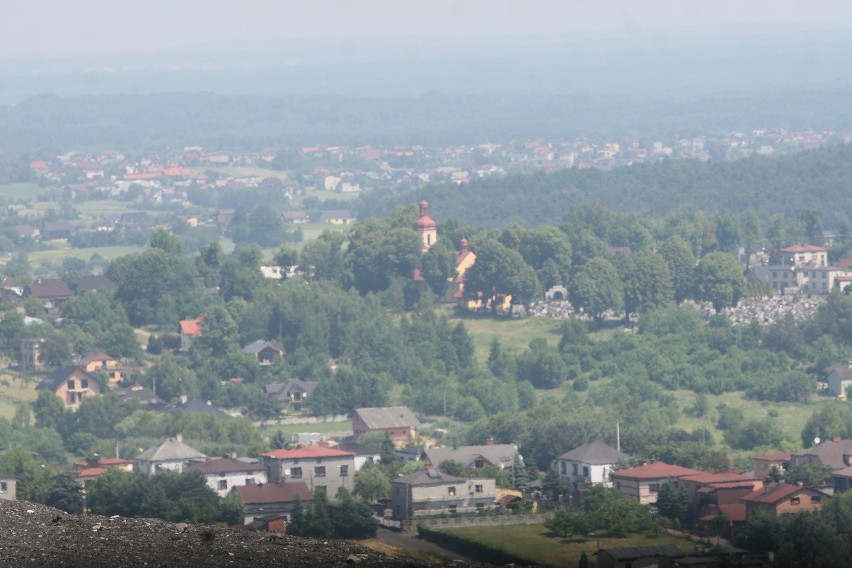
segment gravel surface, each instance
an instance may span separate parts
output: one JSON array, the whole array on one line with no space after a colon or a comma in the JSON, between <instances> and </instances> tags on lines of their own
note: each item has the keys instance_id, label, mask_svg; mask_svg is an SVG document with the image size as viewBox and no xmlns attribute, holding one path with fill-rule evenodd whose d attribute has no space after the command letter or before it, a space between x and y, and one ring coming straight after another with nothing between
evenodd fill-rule
<instances>
[{"instance_id":1,"label":"gravel surface","mask_svg":"<svg viewBox=\"0 0 852 568\"><path fill-rule=\"evenodd\" d=\"M298 538L158 519L70 515L44 505L3 500L0 500L0 565L435 566L413 558L385 556L343 540Z\"/></svg>"}]
</instances>

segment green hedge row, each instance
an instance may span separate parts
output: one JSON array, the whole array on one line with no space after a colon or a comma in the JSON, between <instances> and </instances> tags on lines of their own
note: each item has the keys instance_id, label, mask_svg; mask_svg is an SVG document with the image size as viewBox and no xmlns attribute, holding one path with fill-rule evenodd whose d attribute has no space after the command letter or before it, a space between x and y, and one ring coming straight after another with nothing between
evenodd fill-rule
<instances>
[{"instance_id":1,"label":"green hedge row","mask_svg":"<svg viewBox=\"0 0 852 568\"><path fill-rule=\"evenodd\" d=\"M520 566L535 564L535 562L531 562L529 559L516 556L499 548L473 542L452 533L436 531L423 525L417 525L417 535L448 550L490 564L517 564Z\"/></svg>"}]
</instances>

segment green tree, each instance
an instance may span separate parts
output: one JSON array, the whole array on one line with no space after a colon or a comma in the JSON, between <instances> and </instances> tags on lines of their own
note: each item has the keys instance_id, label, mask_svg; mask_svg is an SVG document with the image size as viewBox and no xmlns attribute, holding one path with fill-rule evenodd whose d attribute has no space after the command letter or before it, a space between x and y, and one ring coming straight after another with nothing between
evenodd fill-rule
<instances>
[{"instance_id":1,"label":"green tree","mask_svg":"<svg viewBox=\"0 0 852 568\"><path fill-rule=\"evenodd\" d=\"M602 257L590 260L574 276L571 301L598 321L605 311L621 309L624 293L612 263Z\"/></svg>"},{"instance_id":2,"label":"green tree","mask_svg":"<svg viewBox=\"0 0 852 568\"><path fill-rule=\"evenodd\" d=\"M755 212L751 209L743 213L740 229L742 231L743 244L745 245L746 270L748 270L754 247L760 241L760 219L758 219Z\"/></svg>"},{"instance_id":3,"label":"green tree","mask_svg":"<svg viewBox=\"0 0 852 568\"><path fill-rule=\"evenodd\" d=\"M183 252L183 245L180 244L180 239L165 229L154 231L154 234L151 235L150 246L168 254L179 255Z\"/></svg>"},{"instance_id":4,"label":"green tree","mask_svg":"<svg viewBox=\"0 0 852 568\"><path fill-rule=\"evenodd\" d=\"M365 464L355 474L355 494L367 501L388 499L391 494L390 478L377 463Z\"/></svg>"},{"instance_id":5,"label":"green tree","mask_svg":"<svg viewBox=\"0 0 852 568\"><path fill-rule=\"evenodd\" d=\"M449 279L456 273L456 257L442 242L437 242L420 259L420 273L432 292L443 298Z\"/></svg>"},{"instance_id":6,"label":"green tree","mask_svg":"<svg viewBox=\"0 0 852 568\"><path fill-rule=\"evenodd\" d=\"M12 448L0 454L0 475L17 479L17 498L22 501L44 503L53 484L50 470L23 448Z\"/></svg>"},{"instance_id":7,"label":"green tree","mask_svg":"<svg viewBox=\"0 0 852 568\"><path fill-rule=\"evenodd\" d=\"M455 460L444 460L438 464L438 469L455 477L467 477L467 468L463 463Z\"/></svg>"},{"instance_id":8,"label":"green tree","mask_svg":"<svg viewBox=\"0 0 852 568\"><path fill-rule=\"evenodd\" d=\"M44 504L74 515L83 512L83 492L80 484L67 475L57 475L44 496Z\"/></svg>"},{"instance_id":9,"label":"green tree","mask_svg":"<svg viewBox=\"0 0 852 568\"><path fill-rule=\"evenodd\" d=\"M695 267L695 299L712 302L717 311L736 306L744 290L742 266L729 254L710 253Z\"/></svg>"},{"instance_id":10,"label":"green tree","mask_svg":"<svg viewBox=\"0 0 852 568\"><path fill-rule=\"evenodd\" d=\"M682 486L666 481L657 493L660 515L677 520L681 527L692 526L694 510L689 493Z\"/></svg>"},{"instance_id":11,"label":"green tree","mask_svg":"<svg viewBox=\"0 0 852 568\"><path fill-rule=\"evenodd\" d=\"M621 274L626 316L660 308L674 299L668 266L657 253L630 255L622 265Z\"/></svg>"},{"instance_id":12,"label":"green tree","mask_svg":"<svg viewBox=\"0 0 852 568\"><path fill-rule=\"evenodd\" d=\"M500 294L512 296L513 302L527 304L539 292L535 271L515 250L500 242L485 239L476 243L476 263L465 273L465 294L477 298L481 292L497 310Z\"/></svg>"},{"instance_id":13,"label":"green tree","mask_svg":"<svg viewBox=\"0 0 852 568\"><path fill-rule=\"evenodd\" d=\"M693 291L695 256L692 248L683 238L675 235L663 241L659 253L669 268L674 299L678 303L683 302L692 296Z\"/></svg>"},{"instance_id":14,"label":"green tree","mask_svg":"<svg viewBox=\"0 0 852 568\"><path fill-rule=\"evenodd\" d=\"M363 501L356 501L343 489L340 504L332 519L332 530L337 538L364 539L376 536L379 521Z\"/></svg>"}]
</instances>

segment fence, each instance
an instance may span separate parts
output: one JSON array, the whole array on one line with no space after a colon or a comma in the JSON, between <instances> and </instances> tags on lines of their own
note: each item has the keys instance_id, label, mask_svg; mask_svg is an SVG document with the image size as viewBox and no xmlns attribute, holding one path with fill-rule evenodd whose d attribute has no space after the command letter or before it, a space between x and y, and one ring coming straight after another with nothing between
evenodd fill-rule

*-*-*

Return all records exactly as they stand above, except for pictures.

segment gravel surface, each instance
an instance may span separate parts
output: one JSON array, the whole array on one line with no space after a colon or a comma in the JSON, between <instances> and </instances> tags on lines of their own
note: each item has the keys instance_id, label, mask_svg; mask_svg is an SVG document with the image size as viewBox and no xmlns attribute, holding one path with fill-rule evenodd whose d attribute has no space after the command letter or before it, a space between x and y, and one ring coming straight after another with nothing between
evenodd fill-rule
<instances>
[{"instance_id":1,"label":"gravel surface","mask_svg":"<svg viewBox=\"0 0 852 568\"><path fill-rule=\"evenodd\" d=\"M298 538L158 519L70 515L44 505L3 500L0 500L0 565L435 566L413 558L385 556L343 540Z\"/></svg>"}]
</instances>

segment green hedge row, each instance
an instance may span separate parts
output: one JSON array, the whole array on one line with no space after a colon or a comma in the JSON, between <instances> and </instances> tags on lines of their own
note: each item has the keys instance_id, label, mask_svg; mask_svg is an SVG document with the image size as viewBox and no xmlns attribute, holding one path with fill-rule evenodd whose d attribute has no space after the command letter or before it, a space between x and y, and one ring coming straight after another with nothing between
evenodd fill-rule
<instances>
[{"instance_id":1,"label":"green hedge row","mask_svg":"<svg viewBox=\"0 0 852 568\"><path fill-rule=\"evenodd\" d=\"M520 566L535 564L535 562L531 562L529 559L516 556L499 548L473 542L452 533L436 531L423 525L417 525L417 535L448 550L490 564L517 564Z\"/></svg>"}]
</instances>

segment green tree, each instance
an instance may span separate parts
output: one JSON array, the whole array on one line with no space after a colon or a comma in the JSON, between <instances> and </instances> tags on lines of their own
note: each item has the keys instance_id, label, mask_svg; mask_svg is an SVG document with the image size as viewBox and no xmlns attribute, holding one path with fill-rule evenodd whose d attribute has no space after the command letter or before it, a space between x and y, and one ring coming straight after another with nothing between
evenodd fill-rule
<instances>
[{"instance_id":1,"label":"green tree","mask_svg":"<svg viewBox=\"0 0 852 568\"><path fill-rule=\"evenodd\" d=\"M602 257L590 260L574 276L571 301L598 321L605 311L621 309L624 293L612 263Z\"/></svg>"},{"instance_id":2,"label":"green tree","mask_svg":"<svg viewBox=\"0 0 852 568\"><path fill-rule=\"evenodd\" d=\"M755 212L751 209L743 213L740 229L742 231L743 244L745 245L746 270L748 270L754 247L760 241L760 219L758 219Z\"/></svg>"},{"instance_id":3,"label":"green tree","mask_svg":"<svg viewBox=\"0 0 852 568\"><path fill-rule=\"evenodd\" d=\"M183 252L183 245L180 244L180 239L165 229L154 231L154 234L151 235L150 246L168 254L179 255Z\"/></svg>"},{"instance_id":4,"label":"green tree","mask_svg":"<svg viewBox=\"0 0 852 568\"><path fill-rule=\"evenodd\" d=\"M365 464L355 474L355 494L367 501L388 499L391 494L390 478L377 463Z\"/></svg>"},{"instance_id":5,"label":"green tree","mask_svg":"<svg viewBox=\"0 0 852 568\"><path fill-rule=\"evenodd\" d=\"M449 279L456 273L456 257L442 242L437 242L420 259L420 273L432 292L443 298Z\"/></svg>"},{"instance_id":6,"label":"green tree","mask_svg":"<svg viewBox=\"0 0 852 568\"><path fill-rule=\"evenodd\" d=\"M12 448L0 454L0 475L17 479L17 498L22 501L44 503L53 484L50 470L23 448Z\"/></svg>"},{"instance_id":7,"label":"green tree","mask_svg":"<svg viewBox=\"0 0 852 568\"><path fill-rule=\"evenodd\" d=\"M455 460L444 460L438 464L438 469L455 477L467 477L467 468L463 463Z\"/></svg>"},{"instance_id":8,"label":"green tree","mask_svg":"<svg viewBox=\"0 0 852 568\"><path fill-rule=\"evenodd\" d=\"M44 504L74 515L83 512L83 492L80 484L67 475L57 475L44 496Z\"/></svg>"},{"instance_id":9,"label":"green tree","mask_svg":"<svg viewBox=\"0 0 852 568\"><path fill-rule=\"evenodd\" d=\"M695 267L695 299L712 302L717 311L736 306L744 290L742 266L729 254L710 253Z\"/></svg>"},{"instance_id":10,"label":"green tree","mask_svg":"<svg viewBox=\"0 0 852 568\"><path fill-rule=\"evenodd\" d=\"M682 486L666 481L657 493L660 515L677 520L681 527L692 526L694 510L689 493Z\"/></svg>"},{"instance_id":11,"label":"green tree","mask_svg":"<svg viewBox=\"0 0 852 568\"><path fill-rule=\"evenodd\" d=\"M621 274L626 316L660 308L674 299L668 266L657 253L630 255L622 265Z\"/></svg>"},{"instance_id":12,"label":"green tree","mask_svg":"<svg viewBox=\"0 0 852 568\"><path fill-rule=\"evenodd\" d=\"M500 294L512 296L513 302L527 304L539 292L535 271L515 250L500 242L485 239L476 243L476 263L465 273L465 294L477 298L481 292L497 310Z\"/></svg>"},{"instance_id":13,"label":"green tree","mask_svg":"<svg viewBox=\"0 0 852 568\"><path fill-rule=\"evenodd\" d=\"M693 291L695 256L692 248L683 238L675 235L663 241L659 253L669 268L674 299L678 303L683 302L692 296Z\"/></svg>"},{"instance_id":14,"label":"green tree","mask_svg":"<svg viewBox=\"0 0 852 568\"><path fill-rule=\"evenodd\" d=\"M363 501L356 501L343 489L340 504L332 519L332 530L337 538L364 539L376 536L379 521Z\"/></svg>"}]
</instances>

segment fence, each instance
an instance may span separate parts
output: one JSON array, the whole array on one line with no space after a colon or a comma in the JSON, between <instances> and </instances> tags on lines of their own
note: each item has the keys instance_id, label, mask_svg; mask_svg is an SVG document with the image size as viewBox and no xmlns attribute, holding one path with fill-rule evenodd whose d attribute has no space after the command letter or before it, a space between x and y, and one ring coming straight after another with nothing between
evenodd fill-rule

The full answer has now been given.